| EXERCISE |
Please extend the blog post below on a safe haven versus a larger humanitarian intake for Syrian refugees, picking up right after its final sentence.

John Menadue. A one-off increase in the humanitarian program rather than a safe haven is now possible.

In this blog several of us have advocated a safe haven arrangement, as was the case for the Kosovars, to meet the present Syrian refugee crisis. It was then clear that the government was not going to do much at all. That has now changed. The government has been reluctantly dragged along by state premiers, the backbench and the community generally. A part of the change has been the heart-rending photos of the young toddler lying lifeless on a beach in Turkey.

The safe haven for Kosovars was predicated on quick processing and movement to Australia for a short stay in a number of designated camps. The people were required to return home at the end of a specified period. This arrangement worked reasonably well because most of them went home voluntarily when the situation in the Balkans cooled off. However there were some ugly scenes chasing people who had disappeared or who refused to leave. That undid much of the good will.

The East Timorese safe haven arrangement worked much better because they were evacuated to escape a specific situation that improved quickly. Almost all went home without complaint.

But the bottom line is that Syrians will not be able to go home in the foreseeable future.

| GIVEN DATA |
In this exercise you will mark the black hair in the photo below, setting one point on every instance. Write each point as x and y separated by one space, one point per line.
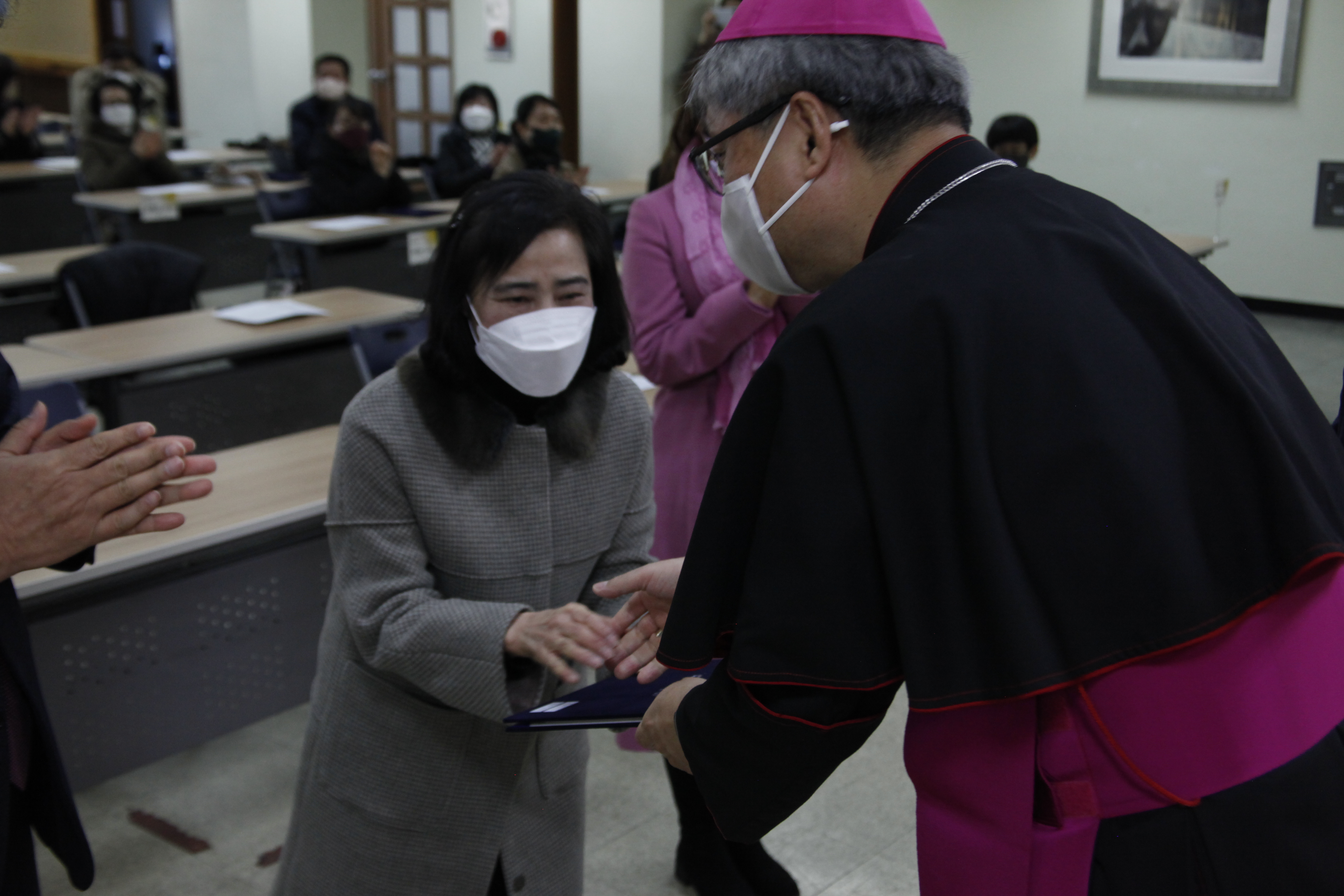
332 57
1013 129
96 97
475 92
527 104
494 226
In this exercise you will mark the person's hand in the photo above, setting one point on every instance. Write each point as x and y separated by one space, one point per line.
147 144
382 158
658 730
58 502
552 637
642 618
761 296
29 120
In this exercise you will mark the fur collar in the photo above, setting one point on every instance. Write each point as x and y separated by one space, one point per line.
475 429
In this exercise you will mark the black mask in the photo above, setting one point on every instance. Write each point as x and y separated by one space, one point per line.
546 142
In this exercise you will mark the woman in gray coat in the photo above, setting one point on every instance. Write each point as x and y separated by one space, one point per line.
480 491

| RESPONSE FOR THIS EXERCISE |
A problem with an immediate increase in permanent settlement in the humanitarian program is that the Department of Immigration and Border Protection will find it difficult to handle such a huge increase unless it changes its processes or even brings back experienced people to form a task force. Current processing time for a refugee visa is well over twelve months on average. Medical screening, biometric screening and security checks cause long delays.

UNHCR may well ask for safe haven initially as they have in the past in emergencies. They might ask Australia to accept group resettlement through an UNHCR dossier process. But Australia has been highly resistant to this approach as we prefer to undertake a case determination by an Australian officer.

In short, a safe haven arrangement would allow quick processing which is essential. But the intention must be to offer permanent residence subject to health, security and other checks.